■ **WRITTEN INSTRUCTION**: Output a Markdown table with the columns "No." and "Text", giving each line its number and skipping blank lines. Begin at the line that contains "van front wheel.", including it, and stop after the last line of the rows.

Named-object pointing records
- - - - - - -
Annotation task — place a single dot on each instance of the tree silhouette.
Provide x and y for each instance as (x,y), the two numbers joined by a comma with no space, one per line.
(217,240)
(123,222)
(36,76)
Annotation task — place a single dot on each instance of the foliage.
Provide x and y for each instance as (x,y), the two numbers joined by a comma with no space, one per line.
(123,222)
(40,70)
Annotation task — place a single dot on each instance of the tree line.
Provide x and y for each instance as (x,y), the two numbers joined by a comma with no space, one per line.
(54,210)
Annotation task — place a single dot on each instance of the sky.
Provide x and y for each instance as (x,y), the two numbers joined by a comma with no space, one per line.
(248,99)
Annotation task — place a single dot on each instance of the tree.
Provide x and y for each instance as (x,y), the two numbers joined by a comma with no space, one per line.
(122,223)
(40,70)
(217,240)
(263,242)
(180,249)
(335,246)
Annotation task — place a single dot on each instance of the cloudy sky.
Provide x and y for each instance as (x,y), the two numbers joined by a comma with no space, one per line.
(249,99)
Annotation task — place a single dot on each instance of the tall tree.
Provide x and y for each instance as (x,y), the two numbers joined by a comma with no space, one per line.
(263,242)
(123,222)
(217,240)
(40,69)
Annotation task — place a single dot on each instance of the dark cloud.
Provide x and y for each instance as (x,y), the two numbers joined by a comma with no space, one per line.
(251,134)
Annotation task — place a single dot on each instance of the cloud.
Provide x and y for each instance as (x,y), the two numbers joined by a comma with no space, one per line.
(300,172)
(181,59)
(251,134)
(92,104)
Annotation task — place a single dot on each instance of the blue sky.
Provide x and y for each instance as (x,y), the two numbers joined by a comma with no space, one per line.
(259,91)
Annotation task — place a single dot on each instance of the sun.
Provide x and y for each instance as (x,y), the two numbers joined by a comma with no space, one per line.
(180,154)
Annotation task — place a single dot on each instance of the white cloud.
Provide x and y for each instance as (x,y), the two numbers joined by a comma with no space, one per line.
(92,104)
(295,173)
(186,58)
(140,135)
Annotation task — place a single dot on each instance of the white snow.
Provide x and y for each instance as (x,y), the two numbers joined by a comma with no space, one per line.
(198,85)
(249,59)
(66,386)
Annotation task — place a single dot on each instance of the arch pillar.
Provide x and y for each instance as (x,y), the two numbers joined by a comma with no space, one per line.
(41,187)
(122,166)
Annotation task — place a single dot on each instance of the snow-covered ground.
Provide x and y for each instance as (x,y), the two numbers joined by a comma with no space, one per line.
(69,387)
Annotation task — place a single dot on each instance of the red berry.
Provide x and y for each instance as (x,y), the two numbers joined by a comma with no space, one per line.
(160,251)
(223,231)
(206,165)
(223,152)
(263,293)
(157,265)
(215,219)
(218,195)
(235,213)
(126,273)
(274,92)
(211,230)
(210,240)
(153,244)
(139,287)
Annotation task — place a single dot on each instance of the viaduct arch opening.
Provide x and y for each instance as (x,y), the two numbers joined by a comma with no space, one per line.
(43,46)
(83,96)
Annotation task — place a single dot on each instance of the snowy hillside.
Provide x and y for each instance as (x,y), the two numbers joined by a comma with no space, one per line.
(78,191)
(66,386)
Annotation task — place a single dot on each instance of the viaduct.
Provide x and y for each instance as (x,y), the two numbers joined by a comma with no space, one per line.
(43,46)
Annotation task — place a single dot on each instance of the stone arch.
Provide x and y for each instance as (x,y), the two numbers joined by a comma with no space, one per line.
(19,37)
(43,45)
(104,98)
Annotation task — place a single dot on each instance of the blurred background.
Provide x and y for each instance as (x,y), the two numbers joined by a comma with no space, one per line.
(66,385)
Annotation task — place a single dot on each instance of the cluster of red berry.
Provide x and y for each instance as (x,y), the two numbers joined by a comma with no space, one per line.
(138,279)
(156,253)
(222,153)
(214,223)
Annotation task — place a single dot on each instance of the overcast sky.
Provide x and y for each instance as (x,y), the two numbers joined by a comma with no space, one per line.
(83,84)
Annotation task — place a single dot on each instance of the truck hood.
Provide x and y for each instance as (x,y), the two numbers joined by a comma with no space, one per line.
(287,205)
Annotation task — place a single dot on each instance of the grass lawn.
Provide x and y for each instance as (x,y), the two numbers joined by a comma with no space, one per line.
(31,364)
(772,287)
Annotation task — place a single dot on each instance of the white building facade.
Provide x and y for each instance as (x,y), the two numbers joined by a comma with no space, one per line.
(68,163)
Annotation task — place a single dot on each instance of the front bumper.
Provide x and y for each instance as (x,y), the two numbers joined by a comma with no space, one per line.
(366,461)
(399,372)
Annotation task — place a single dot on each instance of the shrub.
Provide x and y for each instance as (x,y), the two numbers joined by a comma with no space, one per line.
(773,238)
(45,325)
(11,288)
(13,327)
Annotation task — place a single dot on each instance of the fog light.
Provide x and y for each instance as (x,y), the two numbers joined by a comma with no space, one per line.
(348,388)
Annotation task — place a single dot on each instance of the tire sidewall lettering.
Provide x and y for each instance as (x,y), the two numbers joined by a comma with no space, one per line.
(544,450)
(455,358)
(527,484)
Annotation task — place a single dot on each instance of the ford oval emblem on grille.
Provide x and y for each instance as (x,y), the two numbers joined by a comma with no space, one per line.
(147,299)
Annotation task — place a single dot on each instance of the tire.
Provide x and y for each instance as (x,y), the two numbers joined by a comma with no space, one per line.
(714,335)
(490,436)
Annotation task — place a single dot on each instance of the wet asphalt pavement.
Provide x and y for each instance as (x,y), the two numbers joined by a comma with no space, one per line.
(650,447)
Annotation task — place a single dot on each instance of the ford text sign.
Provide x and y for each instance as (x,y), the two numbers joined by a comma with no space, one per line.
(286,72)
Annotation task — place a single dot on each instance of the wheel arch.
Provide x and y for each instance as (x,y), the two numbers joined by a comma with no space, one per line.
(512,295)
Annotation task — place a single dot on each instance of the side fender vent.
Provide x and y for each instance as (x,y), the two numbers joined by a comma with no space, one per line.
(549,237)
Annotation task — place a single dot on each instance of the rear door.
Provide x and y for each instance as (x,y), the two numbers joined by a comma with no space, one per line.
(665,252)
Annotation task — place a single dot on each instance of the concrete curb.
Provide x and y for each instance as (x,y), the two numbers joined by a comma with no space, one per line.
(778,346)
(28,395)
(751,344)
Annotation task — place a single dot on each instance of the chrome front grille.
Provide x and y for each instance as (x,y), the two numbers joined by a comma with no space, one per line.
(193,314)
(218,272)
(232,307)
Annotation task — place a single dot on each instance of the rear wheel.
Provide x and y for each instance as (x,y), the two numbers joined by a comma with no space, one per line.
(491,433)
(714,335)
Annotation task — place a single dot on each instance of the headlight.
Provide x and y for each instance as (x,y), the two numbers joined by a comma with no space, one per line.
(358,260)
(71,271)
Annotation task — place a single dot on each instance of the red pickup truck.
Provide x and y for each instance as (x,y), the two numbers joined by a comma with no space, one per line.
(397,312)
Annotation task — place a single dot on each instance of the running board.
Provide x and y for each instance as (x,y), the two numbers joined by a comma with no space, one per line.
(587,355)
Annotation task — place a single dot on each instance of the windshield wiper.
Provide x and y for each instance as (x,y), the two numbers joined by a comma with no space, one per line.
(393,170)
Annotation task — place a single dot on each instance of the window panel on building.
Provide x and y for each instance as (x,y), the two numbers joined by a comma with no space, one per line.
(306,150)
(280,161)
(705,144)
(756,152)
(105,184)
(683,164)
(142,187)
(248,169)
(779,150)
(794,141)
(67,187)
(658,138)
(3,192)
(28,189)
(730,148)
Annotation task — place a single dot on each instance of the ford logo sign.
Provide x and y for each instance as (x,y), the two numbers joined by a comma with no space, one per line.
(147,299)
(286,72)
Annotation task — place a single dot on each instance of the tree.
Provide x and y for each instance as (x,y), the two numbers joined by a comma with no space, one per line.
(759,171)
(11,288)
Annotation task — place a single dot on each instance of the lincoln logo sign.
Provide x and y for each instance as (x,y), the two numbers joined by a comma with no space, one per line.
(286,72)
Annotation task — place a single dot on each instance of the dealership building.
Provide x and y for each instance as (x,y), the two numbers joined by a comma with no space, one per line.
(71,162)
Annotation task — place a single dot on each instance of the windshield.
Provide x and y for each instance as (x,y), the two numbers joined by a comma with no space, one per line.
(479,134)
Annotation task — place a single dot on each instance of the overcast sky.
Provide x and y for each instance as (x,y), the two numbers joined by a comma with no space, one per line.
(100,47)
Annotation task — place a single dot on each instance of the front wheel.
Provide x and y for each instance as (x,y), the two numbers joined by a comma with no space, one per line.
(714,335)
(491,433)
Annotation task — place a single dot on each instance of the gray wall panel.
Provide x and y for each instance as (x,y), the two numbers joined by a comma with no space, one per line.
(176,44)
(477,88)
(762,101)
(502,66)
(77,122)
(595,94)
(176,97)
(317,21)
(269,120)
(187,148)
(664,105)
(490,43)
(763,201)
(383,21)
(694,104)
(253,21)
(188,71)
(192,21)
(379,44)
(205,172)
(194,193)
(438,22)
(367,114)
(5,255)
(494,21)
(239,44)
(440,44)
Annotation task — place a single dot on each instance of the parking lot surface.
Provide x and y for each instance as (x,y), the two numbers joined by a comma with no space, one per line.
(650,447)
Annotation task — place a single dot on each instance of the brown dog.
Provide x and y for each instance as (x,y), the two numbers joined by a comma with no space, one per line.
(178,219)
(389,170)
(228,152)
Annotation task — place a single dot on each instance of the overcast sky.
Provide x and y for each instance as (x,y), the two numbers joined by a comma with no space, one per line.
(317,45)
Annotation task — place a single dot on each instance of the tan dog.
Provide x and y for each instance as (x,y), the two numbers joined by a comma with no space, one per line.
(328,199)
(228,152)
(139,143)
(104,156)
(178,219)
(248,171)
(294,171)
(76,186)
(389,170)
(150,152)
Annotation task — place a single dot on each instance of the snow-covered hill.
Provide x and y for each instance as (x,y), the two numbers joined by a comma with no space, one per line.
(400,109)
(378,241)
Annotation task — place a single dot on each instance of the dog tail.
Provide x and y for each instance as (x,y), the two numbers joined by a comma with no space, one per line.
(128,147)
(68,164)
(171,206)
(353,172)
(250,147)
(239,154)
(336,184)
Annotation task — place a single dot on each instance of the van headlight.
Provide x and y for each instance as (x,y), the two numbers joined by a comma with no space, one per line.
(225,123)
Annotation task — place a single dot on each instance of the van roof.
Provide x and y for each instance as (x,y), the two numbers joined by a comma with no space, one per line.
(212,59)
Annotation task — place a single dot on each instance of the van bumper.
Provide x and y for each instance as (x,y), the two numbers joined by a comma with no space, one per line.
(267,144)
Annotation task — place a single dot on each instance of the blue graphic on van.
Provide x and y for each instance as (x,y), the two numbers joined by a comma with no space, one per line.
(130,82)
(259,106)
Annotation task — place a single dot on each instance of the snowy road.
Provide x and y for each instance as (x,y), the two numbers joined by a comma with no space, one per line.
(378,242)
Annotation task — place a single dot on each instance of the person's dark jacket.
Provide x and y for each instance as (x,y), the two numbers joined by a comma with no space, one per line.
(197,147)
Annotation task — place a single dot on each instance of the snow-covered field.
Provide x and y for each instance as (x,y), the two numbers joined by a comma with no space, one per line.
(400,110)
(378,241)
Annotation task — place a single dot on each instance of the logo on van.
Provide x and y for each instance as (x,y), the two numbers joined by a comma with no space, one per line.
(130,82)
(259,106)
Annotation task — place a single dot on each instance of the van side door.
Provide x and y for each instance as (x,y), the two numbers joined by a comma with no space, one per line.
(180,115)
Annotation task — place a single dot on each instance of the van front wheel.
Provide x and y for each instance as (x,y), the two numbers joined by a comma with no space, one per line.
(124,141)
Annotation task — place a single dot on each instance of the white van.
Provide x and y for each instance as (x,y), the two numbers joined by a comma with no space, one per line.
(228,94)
- - - - - - -
■ **OUTPUT FOR THIS EXERCISE**:
| No. | Text |
|---|---|
| 1 | Annotation task — place a single dot on each instance of the van front wheel. |
| 2 | Provide x and y for each instance as (x,y), the two numbers joined by a comma with no space, one per line. |
| 3 | (124,141) |
| 4 | Annotation task — place a single dot on each instance of the white van. |
| 5 | Provide x and y for each instance as (x,y), the two numbers joined by a comma with no space, one per line. |
| 6 | (228,94) |